• [Written request] Could you write out all the records below again, replacing "Description of what to find" with "What to locate" and keeping everything else the same?

• [Task input]

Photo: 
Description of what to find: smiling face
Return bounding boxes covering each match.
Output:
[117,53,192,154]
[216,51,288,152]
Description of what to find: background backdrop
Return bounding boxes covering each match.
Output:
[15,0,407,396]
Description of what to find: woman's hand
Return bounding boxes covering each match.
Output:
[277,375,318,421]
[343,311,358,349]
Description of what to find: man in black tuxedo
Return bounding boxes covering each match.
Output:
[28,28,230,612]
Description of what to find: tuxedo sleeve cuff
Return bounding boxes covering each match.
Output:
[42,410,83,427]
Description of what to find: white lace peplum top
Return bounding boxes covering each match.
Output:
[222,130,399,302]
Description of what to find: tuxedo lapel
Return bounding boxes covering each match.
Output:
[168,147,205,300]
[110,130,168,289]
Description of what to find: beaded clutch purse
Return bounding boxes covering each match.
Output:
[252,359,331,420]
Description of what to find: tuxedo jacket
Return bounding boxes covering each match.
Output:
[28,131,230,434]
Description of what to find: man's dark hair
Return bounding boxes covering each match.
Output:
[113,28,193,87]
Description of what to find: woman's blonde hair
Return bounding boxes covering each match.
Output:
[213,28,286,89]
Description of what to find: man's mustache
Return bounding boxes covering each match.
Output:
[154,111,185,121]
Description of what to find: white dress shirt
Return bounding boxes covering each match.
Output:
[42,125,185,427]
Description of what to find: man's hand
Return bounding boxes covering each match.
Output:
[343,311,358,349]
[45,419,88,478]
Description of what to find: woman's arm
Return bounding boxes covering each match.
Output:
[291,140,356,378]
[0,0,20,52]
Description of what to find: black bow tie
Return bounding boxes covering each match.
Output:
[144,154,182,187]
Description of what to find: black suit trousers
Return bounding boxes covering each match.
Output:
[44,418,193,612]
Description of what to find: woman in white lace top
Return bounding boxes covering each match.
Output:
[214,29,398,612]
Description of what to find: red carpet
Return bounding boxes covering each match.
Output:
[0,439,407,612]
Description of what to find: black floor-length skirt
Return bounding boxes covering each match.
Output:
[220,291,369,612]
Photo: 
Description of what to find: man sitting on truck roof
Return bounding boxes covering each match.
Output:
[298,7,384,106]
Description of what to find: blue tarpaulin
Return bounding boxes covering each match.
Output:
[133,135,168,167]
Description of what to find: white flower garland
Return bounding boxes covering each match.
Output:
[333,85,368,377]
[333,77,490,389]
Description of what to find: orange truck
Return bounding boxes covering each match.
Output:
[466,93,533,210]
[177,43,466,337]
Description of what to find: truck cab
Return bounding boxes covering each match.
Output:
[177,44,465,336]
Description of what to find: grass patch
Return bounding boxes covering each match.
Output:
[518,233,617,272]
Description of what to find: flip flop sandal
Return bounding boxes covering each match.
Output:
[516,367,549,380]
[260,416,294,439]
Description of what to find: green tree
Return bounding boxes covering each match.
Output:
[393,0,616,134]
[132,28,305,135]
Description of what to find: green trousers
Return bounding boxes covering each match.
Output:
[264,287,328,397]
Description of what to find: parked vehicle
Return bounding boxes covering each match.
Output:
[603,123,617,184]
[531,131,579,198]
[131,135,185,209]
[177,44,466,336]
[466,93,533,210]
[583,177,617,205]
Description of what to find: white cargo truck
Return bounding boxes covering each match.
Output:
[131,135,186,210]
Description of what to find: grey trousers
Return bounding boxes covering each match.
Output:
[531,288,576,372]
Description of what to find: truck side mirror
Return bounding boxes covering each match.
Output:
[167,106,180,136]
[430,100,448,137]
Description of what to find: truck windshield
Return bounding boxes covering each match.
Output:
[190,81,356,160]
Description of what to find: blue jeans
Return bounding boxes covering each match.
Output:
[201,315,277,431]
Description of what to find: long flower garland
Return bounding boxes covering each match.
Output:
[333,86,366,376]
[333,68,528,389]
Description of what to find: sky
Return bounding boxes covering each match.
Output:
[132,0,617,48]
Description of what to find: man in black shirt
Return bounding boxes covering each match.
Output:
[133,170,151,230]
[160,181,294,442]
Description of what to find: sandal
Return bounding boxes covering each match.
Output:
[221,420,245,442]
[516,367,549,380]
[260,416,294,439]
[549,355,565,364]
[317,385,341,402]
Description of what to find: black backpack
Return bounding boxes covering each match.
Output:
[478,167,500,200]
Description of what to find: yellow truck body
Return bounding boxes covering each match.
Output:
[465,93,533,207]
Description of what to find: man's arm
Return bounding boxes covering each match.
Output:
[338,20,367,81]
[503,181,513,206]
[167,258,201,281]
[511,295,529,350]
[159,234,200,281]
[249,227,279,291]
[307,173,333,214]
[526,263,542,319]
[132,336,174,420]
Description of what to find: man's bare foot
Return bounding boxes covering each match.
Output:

• [Result of this task]
Photo: 
What to locate: smiling face
Return bounding boxes covering each match.
Output:
[117,53,192,154]
[216,51,288,152]
What to locate: background backdrop
Return bounding boxes covering each match.
Output:
[15,0,407,396]
What to locate: woman's hand
Return bounding boxes covering each match.
Output:
[277,375,318,421]
[343,311,358,349]
What to locate: man in black tuxedo
Return bounding boxes covering each match.
Output:
[28,28,230,612]
What to locate: tuxedo sleeve cuff
Return bounding boxes covering each match.
Output:
[42,410,83,427]
What to locate: white lace peplum top
Return bounding boxes covering each match.
Output:
[222,130,399,302]
What to locate: tuxedo lapel
Return bounding boxes covering each match.
Output:
[168,147,205,300]
[110,130,168,289]
What to locate: beaded clutch purse
Return bounding boxes covering each match.
Output:
[252,359,331,420]
What to locate: tuxedo jacket
Return bounding boxes covering each match.
Output:
[28,131,230,434]
What to locate: man's dark hair
Return bounding boxes covering each match.
Output:
[113,28,193,87]
What to locate: woman's blonde hair
Return bounding boxes covering each match.
Output:
[213,28,286,89]
What to locate: man's mustache
Return bounding boxes covering each match.
Output:
[154,111,185,121]
What to locate: white dress shirt
Return bounding boxes covering each match.
Output:
[42,125,185,427]
What to locate: man's hand
Return bounding boxes covering each match.
Output:
[343,311,358,349]
[45,419,88,478]
What to locate: woman's arm
Return bounding boxes covering each match.
Output:
[291,140,356,378]
[0,0,20,52]
What to locate: black bow tie
Return bounding boxes covering each match.
Output:
[144,154,182,187]
What to locate: black suit trousers
Return bounding boxes covering each match.
Output:
[44,418,193,612]
What to locate: woman in white lace top
Return bounding boxes covering each match.
Output:
[214,29,398,612]
What to locate: red carpet
Return bounding boxes covering each match.
Output:
[0,439,407,612]
What to locate: black floor-length skirt
Return bounding boxes covering each match.
Output:
[220,291,369,612]
Photo: 
What to locate: man sitting on truck roof
Return bounding boxes covering each match.
Output:
[298,7,384,106]
What to locate: blue tarpaulin
Return bounding boxes covering each match.
Output:
[133,135,168,167]
What to locate: white flower garland
Return bounding boxes covering each match.
Output:
[333,85,368,377]
[333,77,490,389]
What to locate: orange truck
Return bounding boxes covering each match.
Output:
[466,93,533,210]
[177,43,466,337]
What to locate: truck cab
Return bounding boxes covering each match.
Output:
[177,44,465,336]
What to locate: grass patch
Return bounding boxes covering each match.
Output:
[518,233,617,272]
What to locate: flip flop sandal
Return bounding boxes covering each match.
Output:
[516,367,549,380]
[260,416,294,439]
What to locate: green tree
Return bounding boxes covering each match.
Output:
[393,0,616,134]
[132,28,305,135]
What to locate: green trousers
Return bounding boxes covering each match.
Output:
[264,287,328,397]
What to locate: parked vehicle
Return bounding boxes covering each match.
Output:
[603,123,617,184]
[531,131,579,198]
[131,135,185,209]
[177,44,466,336]
[466,93,533,210]
[583,177,617,205]
What to locate: white cargo truck
Return bounding boxes covering each match.
Output:
[131,135,186,210]
What to locate: grey trousers
Return bounding boxes covering each match.
Output:
[531,288,576,372]
What to locate: truck side mirror
Return bounding boxes covering each match.
Output:
[167,106,180,136]
[430,100,448,137]
What to locate: truck windshield
Return bounding boxes covering each match.
Output:
[190,81,356,160]
What to locate: blue jeans
Return bounding boxes covering each match.
Output:
[201,315,277,431]
What to locate: long flower garland
Return bounding boxes covering each match.
Output:
[333,86,366,376]
[333,68,528,389]
What to locate: sky
Return bounding boxes covering each match.
Output:
[132,0,617,48]
What to locate: man in black shirt
Return bounding boxes covering each match.
Output:
[133,170,151,230]
[160,181,294,442]
What to locate: sandal
Return bounding boxes covering each match.
Output:
[221,420,245,442]
[516,367,549,380]
[260,416,294,439]
[549,355,565,364]
[317,385,341,402]
What to locate: black backpack
Return bounding boxes covering each match.
Output:
[478,167,500,200]
What to locate: yellow truck body
Return bounding boxes covering each match.
Output:
[465,93,533,207]
What to locate: man's arm
Return bounding boxes covering each match.
Output:
[338,20,367,81]
[503,181,513,206]
[167,258,201,281]
[511,295,529,350]
[159,234,200,281]
[249,227,279,291]
[307,173,333,214]
[526,263,542,319]
[132,336,174,420]
What to locate: man's bare foot
Return bounding boxes covering each match.
Output:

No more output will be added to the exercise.